**** Entries

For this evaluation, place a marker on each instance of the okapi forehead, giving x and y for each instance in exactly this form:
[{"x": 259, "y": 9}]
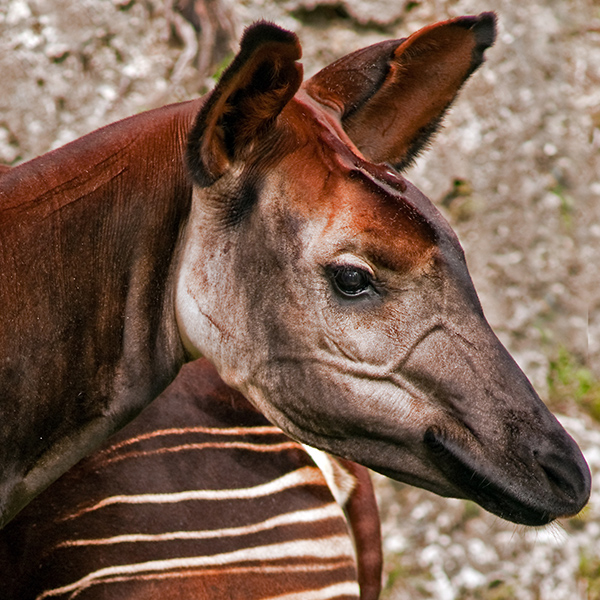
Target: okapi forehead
[{"x": 384, "y": 214}]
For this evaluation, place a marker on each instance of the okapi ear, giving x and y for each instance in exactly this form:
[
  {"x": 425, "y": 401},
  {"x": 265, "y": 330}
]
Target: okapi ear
[
  {"x": 251, "y": 93},
  {"x": 391, "y": 97}
]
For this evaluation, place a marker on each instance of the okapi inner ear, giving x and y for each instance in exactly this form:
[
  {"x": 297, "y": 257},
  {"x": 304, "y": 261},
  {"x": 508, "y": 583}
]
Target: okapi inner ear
[
  {"x": 253, "y": 90},
  {"x": 392, "y": 96}
]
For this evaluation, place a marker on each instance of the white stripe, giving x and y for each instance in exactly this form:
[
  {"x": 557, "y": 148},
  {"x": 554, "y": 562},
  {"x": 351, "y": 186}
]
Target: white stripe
[
  {"x": 203, "y": 446},
  {"x": 348, "y": 588},
  {"x": 303, "y": 476},
  {"x": 192, "y": 573},
  {"x": 262, "y": 430},
  {"x": 336, "y": 547},
  {"x": 330, "y": 511}
]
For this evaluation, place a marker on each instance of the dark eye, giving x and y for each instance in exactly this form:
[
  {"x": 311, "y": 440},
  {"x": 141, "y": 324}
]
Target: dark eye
[{"x": 351, "y": 281}]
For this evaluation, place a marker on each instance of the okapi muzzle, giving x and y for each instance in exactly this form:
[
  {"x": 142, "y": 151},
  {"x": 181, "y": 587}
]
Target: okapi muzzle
[{"x": 332, "y": 293}]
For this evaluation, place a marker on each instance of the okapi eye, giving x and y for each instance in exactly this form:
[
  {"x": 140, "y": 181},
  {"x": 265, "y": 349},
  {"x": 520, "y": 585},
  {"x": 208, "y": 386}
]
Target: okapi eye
[{"x": 351, "y": 281}]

********

- **Task directions**:
Copy all the lines above word for word, but leave out the picture.

- **Reply**:
For this evaluation, place a marker on each instance of the okapi forehead, giving x and y for each instance in exactly this form:
[{"x": 259, "y": 9}]
Target: okapi forehead
[{"x": 384, "y": 214}]
For this evaluation, place a marker on each instance of the okapi ear, giving x and y for each instance in exactly this form:
[
  {"x": 425, "y": 401},
  {"x": 265, "y": 330}
]
Target: okapi ear
[
  {"x": 251, "y": 93},
  {"x": 391, "y": 97}
]
For this evaluation, place a marker on each instance of the okapi inner ear, giving x and y for each instance in exactly this form:
[
  {"x": 297, "y": 257},
  {"x": 304, "y": 261},
  {"x": 508, "y": 583}
]
Target: okapi inner ear
[
  {"x": 253, "y": 90},
  {"x": 392, "y": 96}
]
For this evaluation, place a marker on each instance of the white stripe, giving x and y for each instance in exactly this form:
[
  {"x": 557, "y": 148},
  {"x": 554, "y": 562},
  {"x": 351, "y": 186}
]
Target: white stripe
[
  {"x": 203, "y": 446},
  {"x": 348, "y": 588},
  {"x": 303, "y": 476},
  {"x": 192, "y": 573},
  {"x": 262, "y": 430},
  {"x": 336, "y": 547},
  {"x": 330, "y": 511}
]
For this evaluation, place a marker on each instance of the dark eye, giving x and y for each instance in exactly this form:
[
  {"x": 311, "y": 440},
  {"x": 141, "y": 324}
]
Target: dark eye
[{"x": 351, "y": 281}]
For this evaluation, place a marker on each instance of the okapi muzzle, giving x and y for each instance in exactly this form:
[
  {"x": 142, "y": 151},
  {"x": 181, "y": 587}
]
Target: okapi muzzle
[{"x": 332, "y": 293}]
For this evaluation, place a marker on each instance of the okapi eye, giving x and y for each instance in exactly this form:
[
  {"x": 140, "y": 181},
  {"x": 265, "y": 349},
  {"x": 520, "y": 585},
  {"x": 208, "y": 386}
]
Target: okapi eye
[{"x": 351, "y": 281}]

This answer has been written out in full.